Problem description: Could you write out the records below exactly as they appear, leaving out any pictures?

--- begin ---

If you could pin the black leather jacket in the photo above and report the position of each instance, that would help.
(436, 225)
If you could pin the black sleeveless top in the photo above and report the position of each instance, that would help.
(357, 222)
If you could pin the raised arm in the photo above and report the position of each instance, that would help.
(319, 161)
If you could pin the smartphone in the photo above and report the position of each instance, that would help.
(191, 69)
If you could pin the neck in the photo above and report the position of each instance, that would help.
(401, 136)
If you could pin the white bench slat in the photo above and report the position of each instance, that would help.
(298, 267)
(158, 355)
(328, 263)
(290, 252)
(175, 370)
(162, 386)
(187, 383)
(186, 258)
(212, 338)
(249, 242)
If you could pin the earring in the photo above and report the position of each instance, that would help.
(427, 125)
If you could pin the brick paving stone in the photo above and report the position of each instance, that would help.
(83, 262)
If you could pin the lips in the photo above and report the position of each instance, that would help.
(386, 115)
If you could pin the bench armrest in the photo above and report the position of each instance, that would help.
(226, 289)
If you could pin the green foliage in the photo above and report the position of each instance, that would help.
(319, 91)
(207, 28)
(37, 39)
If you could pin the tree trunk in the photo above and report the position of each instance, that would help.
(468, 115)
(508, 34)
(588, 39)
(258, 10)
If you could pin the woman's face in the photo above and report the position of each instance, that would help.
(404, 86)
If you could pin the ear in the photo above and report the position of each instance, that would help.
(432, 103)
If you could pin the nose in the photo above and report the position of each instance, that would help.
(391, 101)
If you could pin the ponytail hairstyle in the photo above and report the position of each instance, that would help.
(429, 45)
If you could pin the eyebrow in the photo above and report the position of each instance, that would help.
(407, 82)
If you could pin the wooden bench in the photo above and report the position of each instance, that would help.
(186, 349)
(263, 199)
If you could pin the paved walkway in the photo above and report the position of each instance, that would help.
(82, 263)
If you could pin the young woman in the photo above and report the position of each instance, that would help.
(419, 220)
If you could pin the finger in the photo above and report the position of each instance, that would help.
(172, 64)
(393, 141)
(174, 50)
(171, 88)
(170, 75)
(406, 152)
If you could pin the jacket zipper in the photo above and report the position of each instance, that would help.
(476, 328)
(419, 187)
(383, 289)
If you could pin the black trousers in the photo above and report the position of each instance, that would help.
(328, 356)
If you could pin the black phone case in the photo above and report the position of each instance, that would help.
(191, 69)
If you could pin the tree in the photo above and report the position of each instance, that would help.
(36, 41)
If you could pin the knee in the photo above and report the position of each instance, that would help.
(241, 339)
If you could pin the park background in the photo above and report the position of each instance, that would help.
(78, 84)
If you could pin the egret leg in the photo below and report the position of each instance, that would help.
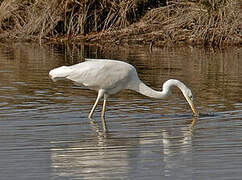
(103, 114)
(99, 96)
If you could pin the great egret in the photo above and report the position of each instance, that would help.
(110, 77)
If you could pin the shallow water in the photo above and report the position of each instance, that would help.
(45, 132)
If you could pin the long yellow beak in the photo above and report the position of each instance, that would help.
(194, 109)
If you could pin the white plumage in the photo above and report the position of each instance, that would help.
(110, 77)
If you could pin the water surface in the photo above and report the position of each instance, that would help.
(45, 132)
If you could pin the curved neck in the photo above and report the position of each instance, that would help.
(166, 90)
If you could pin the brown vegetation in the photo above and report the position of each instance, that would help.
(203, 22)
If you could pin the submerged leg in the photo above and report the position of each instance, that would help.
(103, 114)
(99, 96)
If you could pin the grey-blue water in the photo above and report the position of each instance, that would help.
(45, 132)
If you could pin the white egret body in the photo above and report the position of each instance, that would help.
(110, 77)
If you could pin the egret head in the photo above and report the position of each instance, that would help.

--- end ---

Task response:
If you could pin the black leather jacket in the photo above and report the position of each instance, that would help.
(436, 225)
If you could pin the black sleeveless top in the photo above and report the position of each instance, that would help.
(357, 222)
If you could pin the raised arm in the photo above and report the position of each instance, that would help.
(319, 161)
If you could pin the smartphone in the photo above and report the position of each instance, that would help.
(191, 69)
If you could pin the neck in the photo above and report the position of each instance, that would help.
(401, 136)
If you could pin the white bench slat in the photo above and report the position of each instance, that would help.
(298, 267)
(158, 355)
(328, 263)
(290, 252)
(175, 370)
(162, 386)
(187, 383)
(186, 258)
(212, 338)
(249, 242)
If you could pin the earring in the photo above and report the position of each instance, that would help.
(427, 125)
If you could pin the brick paving stone in the photo above and report the position of each instance, that would help.
(83, 262)
If you could pin the lips in the photo above and report the position of each instance, that would help.
(386, 115)
If you could pin the bench armrest in the photo above and report the position of each instance, that would help.
(226, 289)
If you could pin the green foliage in the photo above and report the position of each instance, that would help.
(319, 91)
(207, 28)
(37, 39)
If you could pin the tree trunk in the photo above and report the position of each instance, that would help.
(468, 115)
(508, 34)
(588, 39)
(258, 10)
If you could pin the woman's face in the photo above and report the position of each instance, that would help.
(404, 86)
If you could pin the ear in the photo above and report the position of each instance, that would help.
(432, 103)
If you could pin the nose in the photo above and report the position of each instance, that would help.
(391, 101)
If you could pin the ponytail hairstyle in the photo above and report the position of each instance, that would help.
(429, 45)
If you could pin the eyebrow in the photo above and report the position of each instance, that would help.
(407, 82)
If you could pin the wooden bench in the photo above and report the position of each instance, that would help.
(186, 349)
(263, 199)
If you could pin the paved walkway in the photo above and report the position of each instance, that would help.
(82, 263)
If you could pin the young woman in the photo above and report the position of each instance, that would help.
(419, 220)
If you could pin the finger in the photo above and report the position of each instance, that would help.
(172, 64)
(393, 141)
(174, 50)
(171, 88)
(170, 75)
(406, 152)
If you could pin the jacket zipper in the photo above and report the position of each instance, that would help.
(476, 328)
(419, 187)
(383, 289)
If you could pin the black trousers in the photo above and report the position of each instance, that would help.
(328, 356)
If you could pin the black phone case in the photo above and report the position of each instance, that would help.
(191, 69)
If you could pin the tree in the photo above and report the position of each instance, that would help.
(36, 41)
If you could pin the knee in the photo above and report the position of each instance, that would help.
(241, 339)
If you could pin the park background in the photo above and report the position of each instance, that would help.
(78, 84)
If you could pin the egret leg in the photo below and report the position of each instance, that would help.
(103, 114)
(99, 96)
If you could pin the great egret in the photo above and report the position of each instance, that would help.
(110, 77)
If you could pin the shallow water in the photo above and report the position of each instance, that would help.
(45, 132)
If you could pin the long yellow beak in the photo above and report the position of each instance, that would help.
(194, 109)
If you could pin the white plumage in the photo above and report the position of each instance, that would help.
(110, 77)
If you could pin the water surface in the photo above and report the position of each instance, that would help.
(45, 132)
If you could pin the curved neck in the photo above and report the position of each instance, that would help.
(166, 90)
If you could pin the brown vegetation in the photo above and report the position of each instance, that would help.
(203, 22)
If you could pin the submerged leg in the photo above and report the position of each instance, that would help.
(103, 114)
(99, 96)
If you could pin the grey-blue water in the photo above and report the position of each instance, that would help.
(45, 132)
If you could pin the white egret body in the photo above and report the position of each instance, that would help.
(110, 77)
If you could pin the egret head in the photo above and report the position of each instance, that would help.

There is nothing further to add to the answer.